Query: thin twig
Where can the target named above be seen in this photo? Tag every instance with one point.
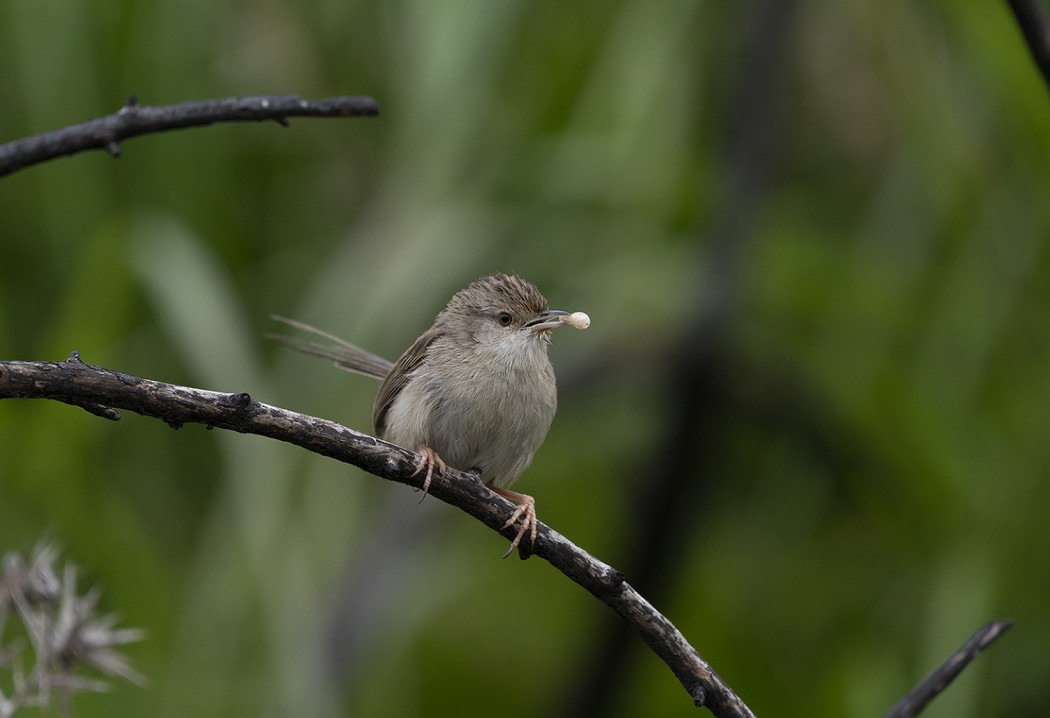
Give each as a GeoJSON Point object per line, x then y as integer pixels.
{"type": "Point", "coordinates": [935, 683]}
{"type": "Point", "coordinates": [1035, 26]}
{"type": "Point", "coordinates": [133, 119]}
{"type": "Point", "coordinates": [74, 382]}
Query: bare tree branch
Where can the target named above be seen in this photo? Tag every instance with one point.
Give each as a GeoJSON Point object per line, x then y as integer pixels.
{"type": "Point", "coordinates": [134, 119]}
{"type": "Point", "coordinates": [935, 683]}
{"type": "Point", "coordinates": [104, 392]}
{"type": "Point", "coordinates": [1035, 26]}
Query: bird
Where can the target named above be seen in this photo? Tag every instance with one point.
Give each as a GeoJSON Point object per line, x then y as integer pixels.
{"type": "Point", "coordinates": [476, 392]}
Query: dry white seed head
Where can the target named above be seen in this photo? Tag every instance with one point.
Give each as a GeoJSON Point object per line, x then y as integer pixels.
{"type": "Point", "coordinates": [579, 320]}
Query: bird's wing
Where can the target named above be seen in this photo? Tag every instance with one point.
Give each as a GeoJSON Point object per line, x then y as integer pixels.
{"type": "Point", "coordinates": [399, 376]}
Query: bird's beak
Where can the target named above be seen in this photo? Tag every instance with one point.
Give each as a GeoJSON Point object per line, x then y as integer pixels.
{"type": "Point", "coordinates": [546, 320]}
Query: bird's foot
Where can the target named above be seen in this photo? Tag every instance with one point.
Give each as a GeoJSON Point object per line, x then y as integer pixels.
{"type": "Point", "coordinates": [525, 512]}
{"type": "Point", "coordinates": [429, 460]}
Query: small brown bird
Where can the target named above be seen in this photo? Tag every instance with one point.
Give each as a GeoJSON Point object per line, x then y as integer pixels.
{"type": "Point", "coordinates": [476, 391]}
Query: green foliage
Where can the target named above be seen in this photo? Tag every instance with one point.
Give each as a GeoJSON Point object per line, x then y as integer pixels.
{"type": "Point", "coordinates": [889, 298]}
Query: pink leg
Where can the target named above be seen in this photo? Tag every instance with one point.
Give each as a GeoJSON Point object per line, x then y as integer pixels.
{"type": "Point", "coordinates": [525, 511]}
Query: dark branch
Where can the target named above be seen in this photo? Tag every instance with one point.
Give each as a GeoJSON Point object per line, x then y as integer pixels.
{"type": "Point", "coordinates": [103, 392]}
{"type": "Point", "coordinates": [935, 683]}
{"type": "Point", "coordinates": [1035, 27]}
{"type": "Point", "coordinates": [134, 119]}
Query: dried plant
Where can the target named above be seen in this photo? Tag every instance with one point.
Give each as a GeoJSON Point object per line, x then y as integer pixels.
{"type": "Point", "coordinates": [63, 632]}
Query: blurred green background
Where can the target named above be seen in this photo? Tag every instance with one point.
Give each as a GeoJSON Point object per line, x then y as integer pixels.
{"type": "Point", "coordinates": [809, 421]}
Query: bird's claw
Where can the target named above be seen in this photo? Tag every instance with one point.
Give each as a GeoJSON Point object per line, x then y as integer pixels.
{"type": "Point", "coordinates": [525, 511]}
{"type": "Point", "coordinates": [428, 459]}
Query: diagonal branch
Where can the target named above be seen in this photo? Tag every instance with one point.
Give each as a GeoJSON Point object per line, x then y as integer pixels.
{"type": "Point", "coordinates": [134, 119]}
{"type": "Point", "coordinates": [103, 392]}
{"type": "Point", "coordinates": [935, 683]}
{"type": "Point", "coordinates": [1035, 26]}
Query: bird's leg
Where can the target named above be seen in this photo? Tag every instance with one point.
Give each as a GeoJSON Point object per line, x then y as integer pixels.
{"type": "Point", "coordinates": [525, 511]}
{"type": "Point", "coordinates": [428, 459]}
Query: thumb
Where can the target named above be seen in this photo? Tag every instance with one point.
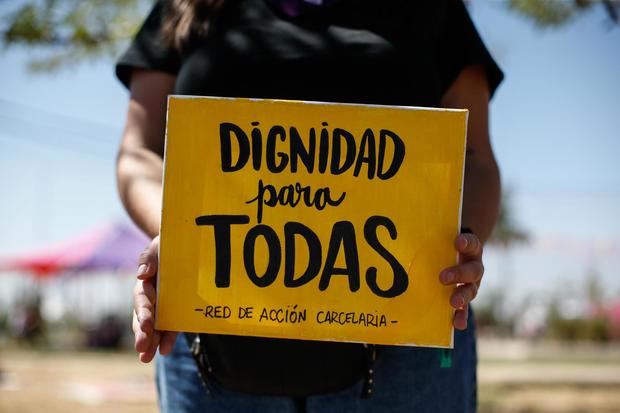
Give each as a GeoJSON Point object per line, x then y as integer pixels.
{"type": "Point", "coordinates": [147, 262]}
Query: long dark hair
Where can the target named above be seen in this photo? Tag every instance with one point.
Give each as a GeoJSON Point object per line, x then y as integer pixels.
{"type": "Point", "coordinates": [188, 19]}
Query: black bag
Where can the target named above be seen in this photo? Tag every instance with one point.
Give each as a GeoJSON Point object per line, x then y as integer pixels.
{"type": "Point", "coordinates": [281, 367]}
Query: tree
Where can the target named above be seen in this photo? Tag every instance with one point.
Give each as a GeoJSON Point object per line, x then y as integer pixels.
{"type": "Point", "coordinates": [553, 13]}
{"type": "Point", "coordinates": [66, 32]}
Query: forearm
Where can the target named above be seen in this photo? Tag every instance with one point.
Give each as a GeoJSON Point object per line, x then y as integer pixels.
{"type": "Point", "coordinates": [481, 195]}
{"type": "Point", "coordinates": [139, 179]}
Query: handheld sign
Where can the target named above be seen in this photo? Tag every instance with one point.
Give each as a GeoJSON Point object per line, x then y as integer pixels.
{"type": "Point", "coordinates": [309, 220]}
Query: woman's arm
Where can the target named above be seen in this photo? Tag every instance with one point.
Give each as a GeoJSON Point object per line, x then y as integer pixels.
{"type": "Point", "coordinates": [482, 184]}
{"type": "Point", "coordinates": [140, 157]}
{"type": "Point", "coordinates": [139, 178]}
{"type": "Point", "coordinates": [481, 192]}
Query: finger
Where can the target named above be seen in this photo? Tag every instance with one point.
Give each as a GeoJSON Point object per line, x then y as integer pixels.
********
[Work to do]: Copy out exactly the lines running from the line with "Query: tree" to the end of the records, inclusive.

[Correct output]:
Query: tree
Where can the target named above be seen in this photo? Tag every instance with one point.
Give each as a GeoJSON Point object per line, x then y as integer pixels.
{"type": "Point", "coordinates": [553, 13]}
{"type": "Point", "coordinates": [66, 32]}
Query: forearm
Where can the target named above be seen in this photo? Tag every instance with one point.
Give each as a GeoJSON Point object per line, x then y as integer pixels.
{"type": "Point", "coordinates": [481, 195]}
{"type": "Point", "coordinates": [139, 179]}
Query: handheld sign
Where can the target named above be seen in this photo? Tag every instance with one point.
Give each as a GeoJSON Point object per line, x then y as integer pixels.
{"type": "Point", "coordinates": [309, 220]}
Query: woman's arm
Where can the target named above be seen in this photo? Tag every instance with one point.
Give each as a GeoJSON Point object per line, x then y as integer pixels.
{"type": "Point", "coordinates": [482, 184]}
{"type": "Point", "coordinates": [140, 157]}
{"type": "Point", "coordinates": [139, 178]}
{"type": "Point", "coordinates": [481, 192]}
Query: finger
Where can the target named above be seen in this photo? Tag every instance with one point.
Give each as a GeoJSON Point object per line, x then y as integer pixels.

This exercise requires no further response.